Your assignment: Set every entry down again, unchanged, picture-free.

Data listing:
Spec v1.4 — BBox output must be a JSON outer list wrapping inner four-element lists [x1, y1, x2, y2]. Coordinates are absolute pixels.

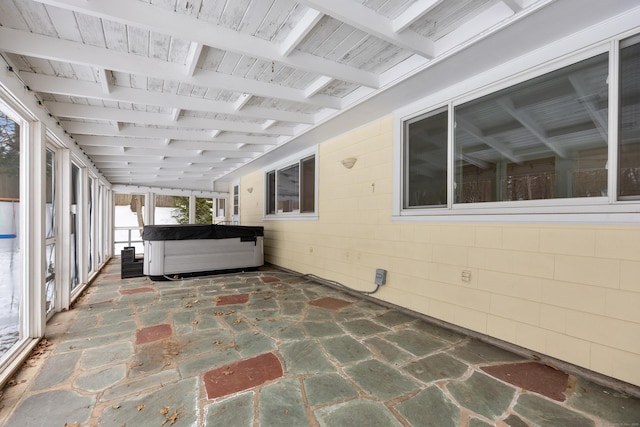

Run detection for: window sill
[[263, 213, 318, 222]]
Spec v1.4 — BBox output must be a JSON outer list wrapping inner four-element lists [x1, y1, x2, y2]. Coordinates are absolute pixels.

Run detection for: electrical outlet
[[375, 269, 386, 285], [461, 270, 471, 282]]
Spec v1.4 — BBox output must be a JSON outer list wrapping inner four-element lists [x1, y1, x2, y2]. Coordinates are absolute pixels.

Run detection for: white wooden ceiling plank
[[1, 27, 343, 109], [31, 0, 380, 88], [323, 26, 369, 62], [217, 51, 244, 75], [196, 0, 226, 23], [75, 13, 106, 47], [46, 101, 296, 135], [176, 82, 194, 96], [298, 0, 434, 59], [13, 0, 57, 36], [392, 0, 442, 33], [150, 0, 177, 11], [0, 1, 31, 31], [23, 56, 56, 75], [46, 6, 83, 42], [259, 0, 304, 43], [127, 26, 150, 56], [232, 56, 258, 79], [48, 60, 76, 79], [434, 2, 513, 55], [102, 19, 128, 52], [176, 0, 202, 17], [279, 8, 323, 56], [149, 31, 171, 61], [236, 0, 271, 35]]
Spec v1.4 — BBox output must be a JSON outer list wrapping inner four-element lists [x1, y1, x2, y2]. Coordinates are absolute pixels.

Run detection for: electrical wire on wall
[[162, 269, 381, 295]]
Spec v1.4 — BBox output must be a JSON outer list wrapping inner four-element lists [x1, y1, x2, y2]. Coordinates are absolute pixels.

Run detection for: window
[[619, 36, 640, 199], [399, 36, 640, 219], [265, 154, 316, 217]]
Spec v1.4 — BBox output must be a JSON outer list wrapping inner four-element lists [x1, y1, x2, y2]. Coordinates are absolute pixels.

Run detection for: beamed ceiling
[[0, 0, 638, 191]]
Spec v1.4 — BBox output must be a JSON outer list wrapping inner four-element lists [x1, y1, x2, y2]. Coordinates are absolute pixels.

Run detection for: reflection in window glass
[[454, 53, 609, 203], [195, 197, 213, 224], [46, 149, 55, 239], [0, 110, 21, 358], [277, 164, 300, 213], [619, 37, 640, 199], [70, 164, 80, 291], [300, 156, 315, 213], [45, 244, 55, 314], [266, 171, 275, 215], [404, 109, 448, 207]]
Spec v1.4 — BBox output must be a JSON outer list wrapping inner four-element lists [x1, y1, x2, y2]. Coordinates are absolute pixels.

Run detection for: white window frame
[[393, 33, 640, 224], [264, 146, 318, 221]]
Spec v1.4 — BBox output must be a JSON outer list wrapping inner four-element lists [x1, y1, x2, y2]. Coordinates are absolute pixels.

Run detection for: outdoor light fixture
[[341, 157, 357, 169]]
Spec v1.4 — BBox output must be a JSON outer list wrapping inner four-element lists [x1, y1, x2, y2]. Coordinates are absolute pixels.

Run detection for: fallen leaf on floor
[[185, 303, 192, 308], [192, 320, 199, 326], [233, 318, 242, 325], [212, 339, 223, 345], [160, 406, 169, 415], [64, 422, 79, 427], [223, 370, 233, 375], [112, 404, 121, 409], [137, 404, 145, 411]]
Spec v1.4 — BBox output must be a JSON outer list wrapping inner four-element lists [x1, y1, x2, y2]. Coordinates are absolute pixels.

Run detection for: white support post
[[57, 148, 71, 311]]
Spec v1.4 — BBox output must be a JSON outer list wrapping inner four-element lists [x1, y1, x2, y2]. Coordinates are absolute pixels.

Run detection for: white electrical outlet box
[[375, 269, 387, 285]]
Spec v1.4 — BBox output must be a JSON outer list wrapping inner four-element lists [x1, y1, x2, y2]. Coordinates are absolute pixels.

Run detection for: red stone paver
[[136, 324, 173, 345], [260, 276, 280, 283], [102, 273, 121, 280], [120, 287, 154, 295], [216, 294, 250, 306], [204, 352, 283, 399], [482, 362, 570, 401], [309, 297, 352, 311]]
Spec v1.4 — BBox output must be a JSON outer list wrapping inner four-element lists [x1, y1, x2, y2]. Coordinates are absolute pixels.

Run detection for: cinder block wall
[[240, 115, 640, 388]]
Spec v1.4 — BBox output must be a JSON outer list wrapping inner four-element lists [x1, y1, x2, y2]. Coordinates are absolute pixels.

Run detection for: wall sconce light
[[246, 187, 253, 193], [341, 157, 357, 169]]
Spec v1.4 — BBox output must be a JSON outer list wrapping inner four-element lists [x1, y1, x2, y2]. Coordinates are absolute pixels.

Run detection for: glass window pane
[[233, 185, 239, 216], [114, 193, 145, 255], [155, 194, 183, 225], [300, 157, 315, 213], [195, 197, 213, 224], [619, 37, 640, 199], [266, 171, 275, 215], [277, 164, 300, 213], [0, 110, 20, 358], [216, 198, 226, 219], [45, 244, 55, 314], [46, 149, 55, 239], [70, 164, 80, 290], [405, 109, 448, 207], [454, 53, 609, 203], [88, 178, 93, 274]]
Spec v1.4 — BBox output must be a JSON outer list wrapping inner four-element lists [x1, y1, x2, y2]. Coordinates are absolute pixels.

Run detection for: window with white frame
[[400, 34, 640, 217], [265, 154, 316, 217]]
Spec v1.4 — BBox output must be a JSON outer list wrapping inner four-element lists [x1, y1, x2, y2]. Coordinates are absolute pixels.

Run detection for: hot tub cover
[[142, 224, 264, 241]]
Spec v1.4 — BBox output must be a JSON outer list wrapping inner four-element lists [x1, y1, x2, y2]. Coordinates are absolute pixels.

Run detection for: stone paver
[[396, 386, 461, 427], [1, 262, 638, 427]]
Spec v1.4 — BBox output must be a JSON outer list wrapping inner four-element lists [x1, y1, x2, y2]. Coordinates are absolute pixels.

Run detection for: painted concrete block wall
[[238, 116, 640, 388]]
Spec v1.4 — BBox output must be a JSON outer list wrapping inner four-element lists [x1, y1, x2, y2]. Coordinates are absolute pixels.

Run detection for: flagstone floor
[[1, 258, 639, 426]]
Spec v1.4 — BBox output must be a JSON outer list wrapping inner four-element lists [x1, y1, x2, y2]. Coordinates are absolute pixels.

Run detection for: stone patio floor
[[1, 258, 639, 426]]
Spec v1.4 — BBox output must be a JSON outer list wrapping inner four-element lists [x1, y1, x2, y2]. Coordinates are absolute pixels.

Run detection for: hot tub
[[142, 224, 264, 277]]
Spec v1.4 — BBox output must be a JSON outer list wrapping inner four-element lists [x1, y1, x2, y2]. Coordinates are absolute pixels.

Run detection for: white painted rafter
[[280, 8, 323, 57], [234, 93, 252, 111], [304, 76, 334, 99], [45, 101, 296, 135], [0, 28, 342, 110], [184, 42, 203, 76], [22, 73, 317, 124], [502, 0, 525, 13], [62, 122, 280, 144], [31, 0, 380, 88], [298, 0, 435, 59], [76, 136, 271, 152], [97, 68, 112, 94], [392, 0, 442, 33]]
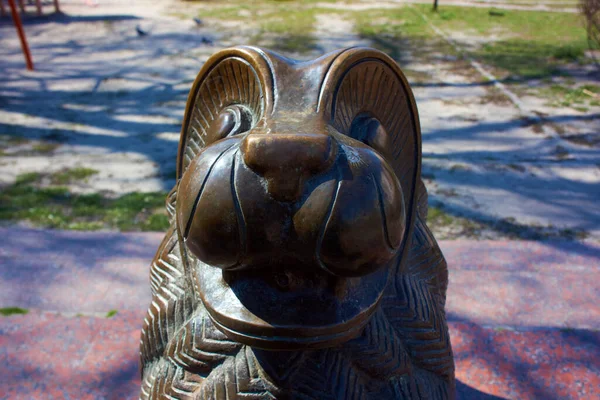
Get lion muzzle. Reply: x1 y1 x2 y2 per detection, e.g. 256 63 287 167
177 132 405 278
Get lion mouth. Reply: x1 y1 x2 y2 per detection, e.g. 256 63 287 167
193 256 391 350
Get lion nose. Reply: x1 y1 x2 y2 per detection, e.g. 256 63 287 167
241 133 337 202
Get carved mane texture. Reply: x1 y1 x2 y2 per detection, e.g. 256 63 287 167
139 46 455 400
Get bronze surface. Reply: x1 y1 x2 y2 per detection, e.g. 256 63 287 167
140 46 455 399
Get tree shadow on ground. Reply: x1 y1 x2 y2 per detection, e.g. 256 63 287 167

Solution:
Spec v1.4 — BBox output must be a JSON outer list wrapping inner four-element lists [x1, y1, x2, y2]. Coordinates are absolute pixels.


Run detection for: window sill
[[263, 213, 318, 222]]
Spec v1.4 — BBox output must be a JSON outer list wrapping inner four-element lists [x1, y1, x2, y2]. Coordinates are absolute pixels.

Run detection for: electrical outlet
[[375, 269, 386, 285], [461, 270, 471, 282]]
Spec v1.4 — BBox output must be a JSON outer list wrapping inner four-element lists [x1, y1, x2, y2]. Coordinates are absolute pixels.

Run detection for: white wooden ceiling plank
[[1, 27, 343, 109], [31, 0, 380, 88], [323, 26, 369, 62], [217, 51, 244, 75], [196, 0, 226, 23], [75, 13, 106, 47], [46, 101, 296, 135], [176, 82, 194, 96], [298, 0, 434, 59], [13, 0, 57, 36], [392, 0, 442, 33], [150, 0, 177, 11], [0, 1, 31, 31], [23, 56, 56, 75], [46, 6, 83, 42], [259, 0, 304, 43], [127, 26, 150, 56], [232, 56, 258, 79], [48, 60, 76, 79], [434, 2, 513, 55], [102, 19, 128, 52], [176, 0, 202, 17], [279, 8, 323, 56], [149, 31, 171, 61], [236, 0, 271, 35]]
Spec v1.4 — BBox output must be a JSON outer list wrapping inner four-element lists [x1, y1, x2, y2]. Coordinates are absolute pixels.

Run detection for: electrical wire on wall
[[162, 269, 381, 295]]
Spec v1.4 — BBox output must be a JSON outer list wrapping inner four-element lists [x1, y1, x2, y2]. Coordinates are absolute pixels.

Run detection for: window
[[619, 36, 640, 199], [399, 36, 640, 219], [265, 154, 316, 217]]
Spec v1.4 — BBox output must be a JSON outer list wrapping inner four-element lists [x1, y1, x2, y2]. Coordinates are absolute pixels.

Run detection for: beamed ceiling
[[0, 0, 638, 191]]
Spec v1.4 — BBox output must be a JSON outer list wrapping inner four-element lists [x1, y1, x2, y2]. Coordinates are absolute pixels.

Run detection for: reflection in window glass
[[454, 53, 609, 203], [195, 197, 213, 224], [46, 149, 55, 239], [0, 110, 21, 358], [277, 164, 300, 213], [619, 37, 640, 199], [70, 164, 80, 291], [300, 156, 315, 213], [45, 244, 55, 314], [266, 171, 275, 215], [404, 109, 448, 207]]
Spec v1.4 — BBox output must be a JSON outer list wrapping inner four-element lists [x1, y1, x2, y2]. Coordinates are absolute pixels.

Run detection for: white window frame
[[393, 33, 640, 224], [264, 146, 318, 221]]
Spec v1.4 — BBox output must be a JSON outer list wrapping inner four-element lists [x1, y1, x2, y2]. Coordinates are absolute pixels.

Run detection for: outdoor light fixture
[[341, 157, 357, 169]]
Spec v1.4 — BBox output must be a JSON outer list wrapping inner four-element lists [x1, y1, x2, y2]. Coordinates are absolute pixels.

Run detection for: fallen leaf on floor
[[185, 303, 192, 308], [192, 320, 199, 326], [233, 318, 242, 325], [212, 339, 223, 345], [160, 406, 169, 415], [64, 422, 79, 427], [223, 370, 233, 375], [112, 404, 121, 409], [137, 404, 145, 411]]
Spec v1.4 — BBox output must be a JSON outer list wrapping inner four-element lists [x1, y1, x2, y2]. Coordinates are absolute pixels.

Run detection for: white support post
[[57, 148, 71, 311]]
Spec v1.4 — BBox output must be a JSON outer list wrapping inner four-element lists [x1, y1, x2, y2]. Coordinates are absolute pixels.

Run detection for: white electrical outlet box
[[375, 269, 387, 285]]
Spec v1.4 — BBox output must be a JSON outer list wrapping inner four-element lists [x1, y1, x2, y2]. Coordinates are absolute pixels.

Run detection for: red stone paver
[[136, 324, 173, 345], [260, 276, 280, 283], [102, 273, 121, 280], [120, 287, 154, 295], [216, 294, 250, 306], [204, 352, 283, 399], [482, 362, 570, 401], [309, 297, 352, 311]]
Spec v1.4 — BBox output must be a JSON outer list wrapping inner four-element lists [x1, y1, x2, y2]. Coordinates are absolute pixels.

Run detection for: cinder block wall
[[240, 115, 640, 388]]
Spec v1.4 — BBox output must be a JSON outer list wrapping inner four-element lists [x1, y1, x2, y2]. Coordinates are absolute pixels.

Run detection for: wall sconce light
[[246, 187, 253, 193], [341, 157, 357, 169]]
Spec v1.4 — BBox output must be a JSON outer list wrapping inner four-element lists [x1, y1, x2, y2]. Coordinates are absolute pixels.

Run detection for: glass window pane
[[233, 185, 239, 216], [114, 193, 145, 255], [155, 194, 183, 225], [300, 157, 315, 213], [195, 197, 213, 224], [619, 37, 640, 199], [266, 171, 275, 215], [277, 164, 300, 213], [0, 110, 20, 358], [216, 198, 226, 219], [45, 244, 55, 314], [46, 149, 55, 239], [70, 164, 80, 290], [405, 109, 448, 207], [454, 53, 609, 203], [88, 178, 93, 274]]
Spec v1.4 — BBox output must be a JSON outer list wrapping inner four-element lists [x1, y1, x2, y2]. Coordinates are absolute pixels.

Run detection for: window with white frame
[[400, 34, 640, 217], [265, 154, 316, 217]]
Spec v1.4 — BBox output must be a JSON outer list wrapping inner four-element lists [x1, y1, x2, y2]. Coordinates are absolute pixels.

Run detection for: hot tub cover
[[142, 224, 264, 241]]
Spec v1.4 — BBox output must be a JSON outer list wrapping inner four-element lists [x1, y1, x2, y2]. Coordinates are absolute pixels.

Run detection for: stone paver
[[396, 386, 461, 427], [1, 262, 638, 427]]
Spec v1.4 — BBox output must be a JSON outer list wrapping inner four-element lists [x1, y1, x2, y2]. Coordinates are absolute pixels.

Run detection for: painted concrete block wall
[[238, 116, 640, 388]]
Spec v1.4 — BBox output must be a JSON outer list wrapping inner four-element lists [x1, y1, x2, y2]. Coordinates are absolute pixels.

Run detection for: flagstone floor
[[1, 258, 639, 426]]
Spec v1.4 — BBox output must be a JSON outer list wrapping inner four-element lists [x1, y1, x2, y2]. Coordinates are absolute pixels.

Run detection for: stone patio floor
[[1, 258, 639, 426]]
Spec v1.4 — BBox output must be a JSON outer list wrapping inner four-element lists [x1, y1, x2, y2]. Coordinates are absolute pixels.

Run detection for: hot tub
[[142, 224, 264, 277]]
Spec v1.4 — BBox output must be a JSON outer list wrapping inner four-element lists [x1, y1, x2, y2]. Coordinates are absolute pixels.

Run detection for: white painted rafter
[[280, 8, 323, 57], [234, 93, 252, 111], [304, 76, 334, 99], [45, 101, 296, 135], [0, 28, 342, 110], [184, 42, 203, 76], [22, 73, 317, 124], [502, 0, 525, 13], [62, 122, 280, 144], [31, 0, 380, 88], [298, 0, 435, 59], [76, 136, 271, 152], [97, 68, 112, 94], [392, 0, 442, 33]]
Get lion muzzle. Reply: x1 y1 x2 y2 per detection, e.g. 256 63 287 167
177 132 405 278
Get lion mouth. Reply: x1 y1 x2 y2 per detection, e.g. 256 63 287 167
193 256 391 350
Get lion nose. Reply: x1 y1 x2 y2 per detection, e.g. 256 63 287 167
241 133 337 202
Get carved mane texture. Reply: x1 y1 x2 y2 per detection, e.g. 256 63 287 167
139 46 455 400
Get bronze surface. Reply: x1 y1 x2 y2 per detection, e.g. 256 63 287 167
140 46 455 399
Get tree shadow on ground. Reply: x1 y1 x2 y2 per detection, e.g. 256 63 287 167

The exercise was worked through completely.